__任务目标__: 判断下列陈述是否与原文相符,逐项回答“是”或“否”,并引用原文中起决定作用的语句:(a) 文中认为只讲其中一两条原因可能不足以说明问题;(b) 文中称黄仁宇主张研究中国应先分析、后综合;(c) 文中将大跃进视为一个偶然事件。

__原文__:
========================

大饥荒的发生(上)
关于大饥荒发生的原因,目前已有许多说法,例如“灾害”、“高征购”、“吃食堂”等等,对于若干局部的或地区性的问题,也有了不少的分析。但大跃进是一整块,一有全有,没有一个因素是孤立的可以忽略的。它的关注点也集中在国家与社会的关系,既不是只盯着政府(政策)一面,也不是仅仅关注其以下一层(如村庄内)。它既不是纯政治史的,也不应仅仅是纯社会史的研究对象。作为一个“事件”,它又不是偶然的或可有可无的,而自有其来龙去脉。本文即是对大跃进和大饥荒研究的一个“综合”,虽不能“一视同仁”,却争取把有关的各因素予以梳理,把它们放在一个合适的位置上,以为其后的研究提供一个框架,藉此了解大跃进“是什么”,和大饥荒“何以”发生?
在一项研究的开始,就把它的发生、发展,以及所有那些来龙去脉都说个清楚,这怕不是一个明智的选择。但它似乎又有某种必要。初看起来,问题不是明摆在那里吗?“灾害”、“还债”、“高征购”、“吃食堂”,……就是它们导致了大饥荒。不错,这些可能都是重要的原因。在这一件事里,可以说没有一个因素是完全孤立的可以忽视的。它们是一整块,一有全有。1 单单讲哪一两条,可能都不足以说明问题。历史学家黄仁宇曾经指出:研究中国,在分析之前应该先有一个综合。我相信它也适用于此,否则,还不知道大跃进“是什么”,一上来就陷入一些具体的分析之中,可能正是研究的大忌。因此,我们或有必要做一个初步的尝试,展宽视角,看看都发生了一些什么,而把事情终于推到了这一地步?

========================

__数据摘录__:
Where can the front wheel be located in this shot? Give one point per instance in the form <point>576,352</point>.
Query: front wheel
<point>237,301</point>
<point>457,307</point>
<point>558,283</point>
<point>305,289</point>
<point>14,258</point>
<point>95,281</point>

========================

__参考答案__:
(a) 是。“单单讲哪一两条,可能都不足以说明问题。”
(b) 否。“研究中国,在分析之前应该先有一个综合。”
(c) 否。“它又不是偶然的或可有可无的,而自有其来龙去脉。”